EXCERPTED PASSAGE

Louisiana: Top & bottom

Part 2, profiling our gaybor to the East: Shreveport’s homespun gay appeal

ARNOLD WAYNE JONES  | Life+Style Editor jones@dallasvoice.com

KING OF CAKES
KING OF CAKES | The king cakes at Julie Anne’s are the best you’ve ever had, but all the baked goods soar. Arnold Wayne Jones/Dallas Voice)

We profiled the bottom of Louisiana as a travel destination earlier this month — now it’s time to hit the top.

With Southern Decadence right around the corner in New Orleans, nearby Shreveport-Bossier City doesn’t get the attention from gay travelers it deserves. But this neighbor to the east is making strides in cultivating its LGBT cred — and not just during Mardi Gras (although we like it for Mardi Gras a lot).

INFORMATION PROVIDED
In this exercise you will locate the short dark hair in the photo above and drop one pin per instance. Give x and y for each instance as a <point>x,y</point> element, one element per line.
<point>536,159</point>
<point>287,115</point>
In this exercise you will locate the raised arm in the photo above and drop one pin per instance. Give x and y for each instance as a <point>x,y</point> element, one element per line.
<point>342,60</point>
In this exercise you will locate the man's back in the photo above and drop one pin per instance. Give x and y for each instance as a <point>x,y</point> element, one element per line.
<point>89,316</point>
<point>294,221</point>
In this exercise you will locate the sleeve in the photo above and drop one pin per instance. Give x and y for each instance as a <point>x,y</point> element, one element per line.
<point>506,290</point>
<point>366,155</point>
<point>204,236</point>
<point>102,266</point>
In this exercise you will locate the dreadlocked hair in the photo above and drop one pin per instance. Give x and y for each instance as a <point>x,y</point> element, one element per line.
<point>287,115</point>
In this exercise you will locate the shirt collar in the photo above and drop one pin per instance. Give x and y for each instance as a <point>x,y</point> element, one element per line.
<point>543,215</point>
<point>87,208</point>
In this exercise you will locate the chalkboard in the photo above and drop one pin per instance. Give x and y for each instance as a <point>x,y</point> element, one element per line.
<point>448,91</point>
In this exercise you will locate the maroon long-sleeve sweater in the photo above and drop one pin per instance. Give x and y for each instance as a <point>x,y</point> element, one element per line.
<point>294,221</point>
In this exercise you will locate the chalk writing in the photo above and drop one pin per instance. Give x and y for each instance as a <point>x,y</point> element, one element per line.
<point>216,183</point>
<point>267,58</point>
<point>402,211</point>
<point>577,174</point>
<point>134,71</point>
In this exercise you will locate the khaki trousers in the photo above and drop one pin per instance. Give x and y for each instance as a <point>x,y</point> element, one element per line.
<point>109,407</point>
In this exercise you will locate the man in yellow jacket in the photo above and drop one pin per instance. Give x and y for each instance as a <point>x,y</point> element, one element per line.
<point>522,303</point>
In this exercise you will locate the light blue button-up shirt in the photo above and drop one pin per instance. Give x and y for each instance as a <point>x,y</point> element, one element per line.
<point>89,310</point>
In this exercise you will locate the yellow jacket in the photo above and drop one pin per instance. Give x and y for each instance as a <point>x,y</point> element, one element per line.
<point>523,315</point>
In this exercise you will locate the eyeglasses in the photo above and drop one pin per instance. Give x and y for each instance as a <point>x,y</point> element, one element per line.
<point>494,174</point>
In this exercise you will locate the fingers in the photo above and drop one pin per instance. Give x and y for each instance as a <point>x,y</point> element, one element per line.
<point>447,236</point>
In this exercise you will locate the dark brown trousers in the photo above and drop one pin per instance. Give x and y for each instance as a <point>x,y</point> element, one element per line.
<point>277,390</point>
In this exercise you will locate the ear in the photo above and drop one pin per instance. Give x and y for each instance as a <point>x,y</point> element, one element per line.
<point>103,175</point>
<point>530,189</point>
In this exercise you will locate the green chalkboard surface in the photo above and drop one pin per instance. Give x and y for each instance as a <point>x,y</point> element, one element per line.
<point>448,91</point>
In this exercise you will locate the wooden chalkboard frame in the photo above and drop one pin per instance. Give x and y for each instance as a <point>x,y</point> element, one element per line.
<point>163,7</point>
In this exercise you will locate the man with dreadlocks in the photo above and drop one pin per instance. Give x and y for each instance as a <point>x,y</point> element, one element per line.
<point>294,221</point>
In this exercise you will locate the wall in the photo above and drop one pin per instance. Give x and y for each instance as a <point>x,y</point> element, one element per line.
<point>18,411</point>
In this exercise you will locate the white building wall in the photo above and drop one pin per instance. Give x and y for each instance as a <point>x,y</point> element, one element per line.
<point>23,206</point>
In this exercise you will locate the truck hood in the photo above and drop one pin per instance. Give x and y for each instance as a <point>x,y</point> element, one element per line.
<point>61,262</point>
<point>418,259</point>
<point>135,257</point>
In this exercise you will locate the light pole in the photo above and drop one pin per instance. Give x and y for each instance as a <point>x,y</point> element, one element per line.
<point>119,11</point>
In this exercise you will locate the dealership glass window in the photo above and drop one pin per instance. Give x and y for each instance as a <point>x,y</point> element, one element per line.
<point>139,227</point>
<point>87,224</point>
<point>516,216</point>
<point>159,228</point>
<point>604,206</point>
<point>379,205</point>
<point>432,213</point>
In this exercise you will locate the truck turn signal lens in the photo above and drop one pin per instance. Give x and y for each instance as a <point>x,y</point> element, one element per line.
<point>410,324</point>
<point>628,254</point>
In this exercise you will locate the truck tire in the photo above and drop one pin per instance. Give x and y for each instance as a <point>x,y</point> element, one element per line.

SET PROBLEM
Reproduce verbatim the portion of the Shreveport travel article that begins with the words "Louisiana: Top & bottom" and ends with "Gras a lot).".

EXPECTED ANSWER
Louisiana: Top & bottom

Part 2, profiling our gaybor to the East: Shreveport’s homespun gay appeal

ARNOLD WAYNE JONES  | Life+Style Editor jones@dallasvoice.com

KING OF CAKES
KING OF CAKES | The king cakes at Julie Anne’s are the best you’ve ever had, but all the baked goods soar. Arnold Wayne Jones/Dallas Voice)

We profiled the bottom of Louisiana as a travel destination earlier this month — now it’s time to hit the top.

With Southern Decadence right around the corner in New Orleans, nearby Shreveport-Bossier City doesn’t get the attention from gay travelers it deserves. But this neighbor to the east is making strides in cultivating its LGBT cred — and not just during Mardi Gras (although we like it for Mardi Gras a lot).